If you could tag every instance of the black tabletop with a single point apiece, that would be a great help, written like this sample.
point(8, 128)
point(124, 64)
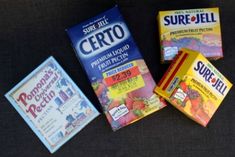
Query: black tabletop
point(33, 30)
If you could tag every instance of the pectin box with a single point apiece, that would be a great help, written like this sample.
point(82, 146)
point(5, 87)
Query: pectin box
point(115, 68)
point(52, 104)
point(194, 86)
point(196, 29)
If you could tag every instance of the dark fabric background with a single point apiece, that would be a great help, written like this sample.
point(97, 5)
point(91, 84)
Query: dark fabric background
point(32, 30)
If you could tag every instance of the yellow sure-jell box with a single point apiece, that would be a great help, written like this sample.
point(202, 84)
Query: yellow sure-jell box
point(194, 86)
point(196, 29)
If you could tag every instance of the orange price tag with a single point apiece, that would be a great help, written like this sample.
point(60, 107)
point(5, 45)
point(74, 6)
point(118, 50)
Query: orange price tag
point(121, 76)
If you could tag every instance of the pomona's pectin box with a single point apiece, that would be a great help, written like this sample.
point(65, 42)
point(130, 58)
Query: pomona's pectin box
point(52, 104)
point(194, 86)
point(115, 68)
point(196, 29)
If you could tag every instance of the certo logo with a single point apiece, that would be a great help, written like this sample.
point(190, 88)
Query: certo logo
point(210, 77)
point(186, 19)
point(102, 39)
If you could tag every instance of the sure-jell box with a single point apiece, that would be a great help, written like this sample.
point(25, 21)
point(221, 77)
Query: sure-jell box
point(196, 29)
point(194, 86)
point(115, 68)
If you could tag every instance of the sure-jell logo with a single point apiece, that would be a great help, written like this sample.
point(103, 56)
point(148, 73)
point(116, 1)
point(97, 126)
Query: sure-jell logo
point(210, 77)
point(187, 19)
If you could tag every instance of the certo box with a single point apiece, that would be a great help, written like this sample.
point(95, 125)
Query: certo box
+-------+
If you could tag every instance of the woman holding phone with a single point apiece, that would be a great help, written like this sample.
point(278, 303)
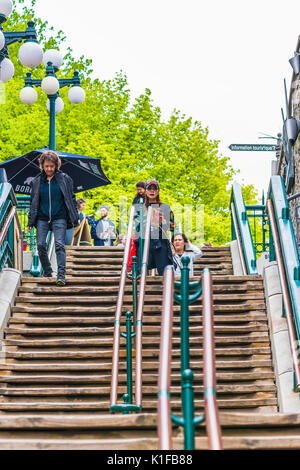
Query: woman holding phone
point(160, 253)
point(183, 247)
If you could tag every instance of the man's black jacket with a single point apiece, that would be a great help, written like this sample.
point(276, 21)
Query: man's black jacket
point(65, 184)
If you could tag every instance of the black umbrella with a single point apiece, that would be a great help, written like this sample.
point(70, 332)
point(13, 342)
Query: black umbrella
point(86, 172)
+-------+
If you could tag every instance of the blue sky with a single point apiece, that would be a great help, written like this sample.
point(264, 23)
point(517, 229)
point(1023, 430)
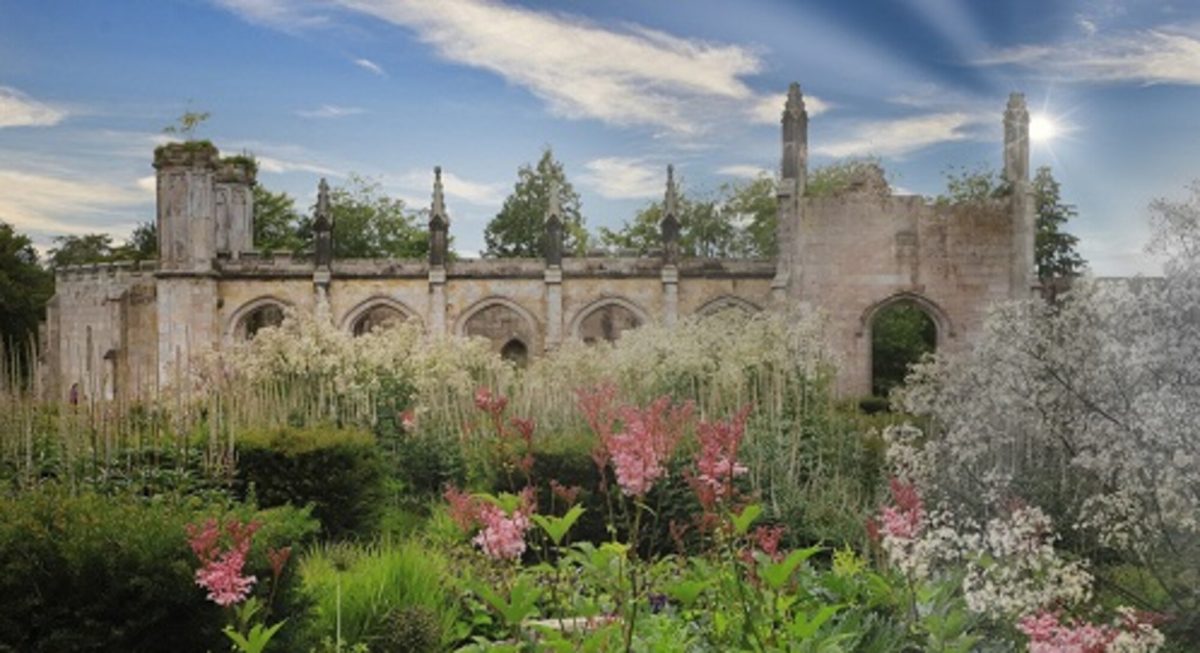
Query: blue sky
+-------+
> **Work required**: Give the lines of the data from the line that contains "If you could tag every instance of the black tabletop" down through the line that contains "point(102, 39)" as a JSON list of strings, one string per line, with blank lines and pictures left out.

> **Solution for this problem**:
[
  "If you could tag every instance of the black tabletop with a single point apiece, that would be a great help, written like this sample.",
  "point(8, 128)",
  "point(124, 64)",
  "Query: black tabletop",
  "point(33, 30)",
  "If you could tag every instance of the pectin box with a single point apiece, that would be a great help, written like this sample.",
  "point(82, 146)",
  "point(5, 87)",
  "Query: pectin box",
  "point(115, 68)",
  "point(52, 104)",
  "point(194, 86)",
  "point(196, 29)",
  "If you could tag every instance of the dark fabric background with a single point apiece, that would be a great help, written like this sample.",
  "point(97, 5)",
  "point(91, 84)",
  "Query: dark fabric background",
  "point(32, 30)",
  "If you could tag every instance of the yellow sure-jell box with a single point apiece, that would be a great help, written like this sample.",
  "point(202, 84)",
  "Query: yellow sure-jell box",
  "point(194, 86)",
  "point(196, 29)",
  "If you could tag every instance of the orange price tag with a single point apiece, that would be a great help, written like this sample.",
  "point(60, 107)",
  "point(5, 45)",
  "point(74, 6)",
  "point(118, 50)",
  "Query: orange price tag",
  "point(121, 76)",
  "If you could tag every instance of the pomona's pectin box with a single point apiece, that would be a great help, written like this sample.",
  "point(65, 42)",
  "point(130, 58)",
  "Query: pomona's pectin box",
  "point(52, 104)",
  "point(194, 86)",
  "point(115, 68)",
  "point(196, 29)",
  "If you could tag every instance of the certo logo with a single point apiece, that would be a great help, written like this sample.",
  "point(190, 88)",
  "Query: certo logo",
  "point(210, 77)",
  "point(186, 19)",
  "point(102, 39)"
]